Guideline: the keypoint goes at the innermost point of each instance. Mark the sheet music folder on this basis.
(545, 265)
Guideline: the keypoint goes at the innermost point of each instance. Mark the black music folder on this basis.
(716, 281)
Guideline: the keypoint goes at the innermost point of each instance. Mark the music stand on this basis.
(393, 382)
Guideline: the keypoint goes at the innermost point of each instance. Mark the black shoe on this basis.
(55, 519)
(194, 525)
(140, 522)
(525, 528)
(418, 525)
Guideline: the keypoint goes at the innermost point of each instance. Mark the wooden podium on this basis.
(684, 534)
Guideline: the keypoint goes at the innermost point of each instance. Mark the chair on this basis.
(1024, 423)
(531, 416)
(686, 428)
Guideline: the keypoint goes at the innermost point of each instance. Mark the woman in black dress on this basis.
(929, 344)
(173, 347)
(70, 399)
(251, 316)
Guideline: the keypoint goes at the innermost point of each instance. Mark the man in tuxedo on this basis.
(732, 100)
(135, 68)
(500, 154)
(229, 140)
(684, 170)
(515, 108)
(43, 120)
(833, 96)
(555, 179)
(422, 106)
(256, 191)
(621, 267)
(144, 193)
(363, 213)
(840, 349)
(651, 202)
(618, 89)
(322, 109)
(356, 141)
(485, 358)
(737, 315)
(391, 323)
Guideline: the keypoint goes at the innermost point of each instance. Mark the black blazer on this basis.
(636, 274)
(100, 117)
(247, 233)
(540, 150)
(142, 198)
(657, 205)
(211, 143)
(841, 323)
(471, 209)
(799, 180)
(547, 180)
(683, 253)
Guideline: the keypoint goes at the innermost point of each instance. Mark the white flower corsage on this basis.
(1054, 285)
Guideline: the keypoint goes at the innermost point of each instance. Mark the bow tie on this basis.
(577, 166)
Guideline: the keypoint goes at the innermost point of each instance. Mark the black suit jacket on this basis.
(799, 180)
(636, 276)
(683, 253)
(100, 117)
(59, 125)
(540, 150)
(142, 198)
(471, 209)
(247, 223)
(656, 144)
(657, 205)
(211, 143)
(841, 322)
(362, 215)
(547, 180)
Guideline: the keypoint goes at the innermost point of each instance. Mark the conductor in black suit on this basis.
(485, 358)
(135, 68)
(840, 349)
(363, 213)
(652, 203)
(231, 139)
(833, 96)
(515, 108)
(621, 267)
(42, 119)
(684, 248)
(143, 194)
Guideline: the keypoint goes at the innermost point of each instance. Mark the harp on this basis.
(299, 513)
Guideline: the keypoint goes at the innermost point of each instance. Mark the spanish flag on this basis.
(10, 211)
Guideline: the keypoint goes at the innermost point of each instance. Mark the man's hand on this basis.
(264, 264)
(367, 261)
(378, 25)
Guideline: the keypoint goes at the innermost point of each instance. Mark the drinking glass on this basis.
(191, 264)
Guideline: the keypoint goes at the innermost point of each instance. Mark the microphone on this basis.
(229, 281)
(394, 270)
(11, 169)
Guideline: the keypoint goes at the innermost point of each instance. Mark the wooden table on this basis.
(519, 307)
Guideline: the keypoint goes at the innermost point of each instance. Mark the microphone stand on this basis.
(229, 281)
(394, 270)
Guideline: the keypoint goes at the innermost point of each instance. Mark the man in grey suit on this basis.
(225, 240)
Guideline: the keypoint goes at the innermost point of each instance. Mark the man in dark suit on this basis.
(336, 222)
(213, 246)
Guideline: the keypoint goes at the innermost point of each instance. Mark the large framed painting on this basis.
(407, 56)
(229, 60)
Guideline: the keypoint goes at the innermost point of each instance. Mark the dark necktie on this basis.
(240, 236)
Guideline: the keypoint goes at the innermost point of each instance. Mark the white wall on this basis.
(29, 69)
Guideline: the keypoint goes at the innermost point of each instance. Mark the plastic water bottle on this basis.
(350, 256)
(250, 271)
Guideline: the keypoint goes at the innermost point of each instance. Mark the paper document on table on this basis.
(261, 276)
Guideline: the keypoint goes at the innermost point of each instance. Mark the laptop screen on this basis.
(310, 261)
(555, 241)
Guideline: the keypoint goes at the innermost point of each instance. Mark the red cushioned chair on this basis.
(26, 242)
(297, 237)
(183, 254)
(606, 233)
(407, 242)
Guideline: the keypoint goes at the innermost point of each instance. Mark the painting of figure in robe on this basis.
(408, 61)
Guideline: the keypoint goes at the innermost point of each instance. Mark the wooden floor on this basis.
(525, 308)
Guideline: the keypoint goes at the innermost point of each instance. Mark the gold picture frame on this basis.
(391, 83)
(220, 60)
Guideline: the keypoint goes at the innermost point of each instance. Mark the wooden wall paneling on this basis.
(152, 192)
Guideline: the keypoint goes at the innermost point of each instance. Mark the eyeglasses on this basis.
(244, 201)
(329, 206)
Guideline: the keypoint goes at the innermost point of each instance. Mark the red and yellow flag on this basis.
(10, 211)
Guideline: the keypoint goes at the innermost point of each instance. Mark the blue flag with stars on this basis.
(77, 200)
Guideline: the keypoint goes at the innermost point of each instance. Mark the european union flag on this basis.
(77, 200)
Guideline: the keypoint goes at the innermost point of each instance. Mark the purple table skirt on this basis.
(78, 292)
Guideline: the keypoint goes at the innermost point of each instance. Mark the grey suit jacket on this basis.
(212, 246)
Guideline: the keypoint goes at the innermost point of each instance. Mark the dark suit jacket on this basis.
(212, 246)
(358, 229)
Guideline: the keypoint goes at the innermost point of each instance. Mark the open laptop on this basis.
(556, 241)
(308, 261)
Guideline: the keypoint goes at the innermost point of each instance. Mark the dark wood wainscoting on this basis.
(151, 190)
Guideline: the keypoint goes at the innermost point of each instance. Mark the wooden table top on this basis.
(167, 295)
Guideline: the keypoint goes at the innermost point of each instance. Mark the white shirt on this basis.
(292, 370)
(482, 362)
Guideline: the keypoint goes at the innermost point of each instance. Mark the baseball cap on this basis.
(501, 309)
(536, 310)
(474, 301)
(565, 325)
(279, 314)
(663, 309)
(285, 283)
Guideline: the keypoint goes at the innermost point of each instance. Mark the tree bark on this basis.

** DESCRIPTION OF THE TASK **
Output the listing above without altering a single character.

** EXERCISE ANSWER **
Guideline: the keypoint goes at the innermost point of each instance. Mark the sheet music folder on this basis.
(545, 265)
Guideline: the keypoint goes at the innermost point of each instance. Mark the black music folder on this basis.
(716, 281)
Guideline: the keypoint goes at the innermost point of each instance. Mark the music stand on this basis.
(393, 382)
Guideline: the keypoint goes at the innermost point of each instance. Mark the black shoe on this basis.
(55, 519)
(194, 525)
(140, 522)
(525, 528)
(418, 525)
Guideline: the keypoint goes at the innermost point of each instance. Mark the wooden podium on this basis.
(684, 534)
Guideline: the keypoint goes at the innermost point of each instance. Mark the chair on this basis.
(1024, 423)
(531, 416)
(686, 428)
Guideline: the keypoint goes at the innermost point of each instance. Mark the woman in black dress on this basis.
(929, 344)
(173, 347)
(70, 399)
(251, 316)
Guideline: the keypoint goes at the innermost point of each instance. Mark the man in tuxedo on this basis.
(732, 100)
(135, 68)
(500, 154)
(229, 140)
(684, 170)
(515, 108)
(43, 120)
(833, 96)
(555, 179)
(422, 106)
(256, 191)
(621, 267)
(144, 193)
(363, 213)
(840, 349)
(651, 202)
(618, 89)
(322, 109)
(356, 141)
(485, 358)
(737, 315)
(391, 323)
Guideline: the keypoint goes at the innermost point of each instance. Mark the black blazer on this basis.
(636, 274)
(100, 117)
(247, 233)
(540, 150)
(142, 198)
(657, 205)
(211, 143)
(841, 323)
(471, 209)
(799, 180)
(547, 180)
(683, 253)
Guideline: the keypoint goes at the innermost point of each instance. Mark the white flower corsage on this basis.
(1054, 285)
Guideline: the keypoint goes at the innermost point of each instance. Mark the bow tie on this basis.
(577, 166)
Guideline: the keypoint goes at the innermost point of each instance. Mark the black suit jacket on this basis.
(799, 180)
(636, 276)
(683, 253)
(100, 117)
(59, 125)
(540, 150)
(142, 198)
(471, 209)
(247, 223)
(656, 144)
(657, 205)
(211, 143)
(841, 322)
(362, 215)
(547, 180)
Guideline: the keypoint goes at the innermost point of each instance. Mark the conductor in black suit on this basis.
(485, 358)
(135, 68)
(840, 349)
(363, 213)
(652, 203)
(231, 139)
(833, 96)
(515, 108)
(621, 267)
(42, 119)
(684, 248)
(143, 194)
Guideline: the keypoint goes at the innermost point of each instance. Mark the harp on this basis.
(299, 513)
Guideline: the keypoint goes at the innermost point of each instance. Mark the spanish flag on this basis.
(10, 211)
Guideline: the keypoint goes at the innermost point of each instance. Mark the man's hand on this basis.
(264, 264)
(367, 261)
(378, 25)
Guideline: the keypoint goes at the innermost point of each instance. Mark the drinking glass on this basis.
(191, 264)
Guideline: the keypoint goes at the innermost point of each instance. Mark the microphone on this basis.
(229, 281)
(394, 270)
(11, 169)
Guideline: the keypoint goes at the innermost point of each instance. Mark the wooden table on this basis.
(519, 307)
Guideline: the keypoint goes at the innermost point of each instance. Mark the microphone stand on this basis.
(229, 281)
(394, 270)
Guideline: the keypoint goes at the innermost point of each instance. Mark the man in grey suit on this basis.
(225, 240)
Guideline: the keypoint goes at the innermost point of each instance. Mark the man in dark suit on this basis.
(336, 222)
(213, 246)
Guideline: the keypoint goes at the innermost point of each instance. Mark the large framed painting on this basis.
(407, 56)
(229, 60)
Guideline: the keypoint goes at the innermost point of each instance. Mark the dark necktie on this basis.
(240, 236)
Guideline: the keypoint goes at the innermost point of each instance. Mark the white wall on this basis.
(29, 69)
Guideline: the keypoint goes at the innermost point of each instance. Mark the plastic water bottle on this basis.
(350, 256)
(250, 271)
Guideline: the keypoint goes at the innermost point of each instance. Mark the paper document on table on this basis.
(261, 276)
Guideline: the keypoint goes at the innermost point of each instance. Mark the laptop screen on this basis.
(310, 261)
(555, 241)
Guideline: the keypoint goes at the innermost point of each instance. Mark the red cushioned chair on this basis.
(26, 242)
(297, 237)
(183, 254)
(606, 233)
(407, 242)
Guideline: the keypoint goes at the innermost point of each instance. Mark the painting of figure in robe on this basis.
(408, 61)
Guideline: the keypoint goes at the innermost point of each instance. Mark the wooden floor on this basis.
(525, 308)
Guideline: the keypoint goes at the innermost point of each instance. Mark the gold picture frame on this basis.
(391, 83)
(220, 60)
Guideline: the keypoint goes at the innermost point of each instance. Mark the wooden wall paneling on this basis.
(152, 192)
Guideline: the keypoint goes at the innermost point of each instance. Mark the eyeglasses on this basis.
(244, 201)
(329, 206)
Guideline: the keypoint goes at the innermost point of each instance. Mark the red and yellow flag on this basis.
(10, 211)
Guideline: the keypoint goes at the innermost point of each instance. Mark the blue flag with stars on this basis.
(77, 200)
Guideline: the keypoint goes at the innermost point of each instance. Mark the european union flag on this basis.
(77, 200)
Guideline: the keypoint goes at the innermost point of each instance. Mark the purple table skirt on this basis.
(78, 292)
Guideline: the keypoint goes at the innermost point of each instance. Mark the grey suit jacket on this basis.
(212, 246)
Guideline: the keypoint goes at the innermost point of each instance. Mark the dark suit jacket on this basis.
(212, 246)
(358, 229)
Guideline: the keypoint goes at the innermost point of each instance. Mark the open laptop on this basis.
(556, 241)
(308, 261)
Guideline: the keypoint goes at the innermost point of each instance. Mark the dark wood wainscoting on this basis.
(151, 190)
Guideline: the keypoint goes at the innermost point of each instance. Mark the wooden table top on this basis.
(167, 295)
Guideline: the keypoint goes at the innermost point of each instance. Mark the white shirt on this basis.
(292, 370)
(482, 362)
Guideline: the keypoint goes at the innermost point of each instance. Mark the baseball cap on this basis.
(501, 309)
(536, 310)
(474, 301)
(565, 325)
(279, 314)
(663, 309)
(285, 283)
Guideline: the keypoint goes at the innermost point of each instance. Mark the tree bark on this basis.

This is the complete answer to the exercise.